═════ Records for the exercise
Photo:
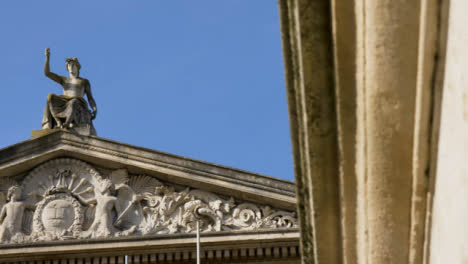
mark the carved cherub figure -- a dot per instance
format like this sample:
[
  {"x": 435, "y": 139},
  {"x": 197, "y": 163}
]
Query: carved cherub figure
[
  {"x": 11, "y": 215},
  {"x": 107, "y": 206}
]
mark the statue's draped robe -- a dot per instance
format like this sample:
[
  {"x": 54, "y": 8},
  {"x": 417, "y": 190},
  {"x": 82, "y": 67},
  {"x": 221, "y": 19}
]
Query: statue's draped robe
[
  {"x": 62, "y": 108},
  {"x": 65, "y": 107}
]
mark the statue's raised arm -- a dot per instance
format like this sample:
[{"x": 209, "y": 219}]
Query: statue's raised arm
[
  {"x": 69, "y": 111},
  {"x": 48, "y": 73}
]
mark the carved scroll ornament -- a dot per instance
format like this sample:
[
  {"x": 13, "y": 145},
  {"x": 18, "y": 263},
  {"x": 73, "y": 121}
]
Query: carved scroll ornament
[{"x": 68, "y": 199}]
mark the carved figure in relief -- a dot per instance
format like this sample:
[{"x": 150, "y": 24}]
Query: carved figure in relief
[
  {"x": 11, "y": 215},
  {"x": 107, "y": 206},
  {"x": 70, "y": 109},
  {"x": 72, "y": 200}
]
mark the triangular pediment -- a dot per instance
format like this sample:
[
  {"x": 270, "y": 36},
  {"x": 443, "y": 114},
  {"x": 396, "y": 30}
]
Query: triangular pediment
[{"x": 74, "y": 187}]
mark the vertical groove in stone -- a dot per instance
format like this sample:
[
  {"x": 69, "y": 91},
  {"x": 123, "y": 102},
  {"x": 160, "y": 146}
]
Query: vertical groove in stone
[
  {"x": 391, "y": 44},
  {"x": 424, "y": 127},
  {"x": 307, "y": 36},
  {"x": 345, "y": 30}
]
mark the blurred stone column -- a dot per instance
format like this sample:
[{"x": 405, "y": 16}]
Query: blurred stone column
[{"x": 364, "y": 88}]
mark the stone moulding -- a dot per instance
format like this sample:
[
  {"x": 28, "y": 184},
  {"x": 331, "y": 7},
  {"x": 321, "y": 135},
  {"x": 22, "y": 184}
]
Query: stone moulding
[
  {"x": 68, "y": 199},
  {"x": 267, "y": 246}
]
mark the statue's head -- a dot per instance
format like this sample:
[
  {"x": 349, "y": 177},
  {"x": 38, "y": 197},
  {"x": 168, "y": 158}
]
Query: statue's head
══════════
## Exercise aim
Write out the stretch from the line containing "mark the stone moulding -- a dot per instance" through the end of the entries, requests included. Shift every x and y coordinate in the answers by adding -122, and leave the format samples unchanged.

## Answer to the problem
mark the stone moulding -- a dot per instance
format like this sample:
[
  {"x": 28, "y": 184},
  {"x": 331, "y": 7},
  {"x": 321, "y": 135},
  {"x": 22, "y": 184}
]
Query: stone moulding
[
  {"x": -54, "y": 77},
  {"x": 145, "y": 124}
]
mark the statue's head -- a dot per instance
format like this sample:
[
  {"x": 349, "y": 177},
  {"x": 38, "y": 197},
  {"x": 168, "y": 158}
]
Query: statue's head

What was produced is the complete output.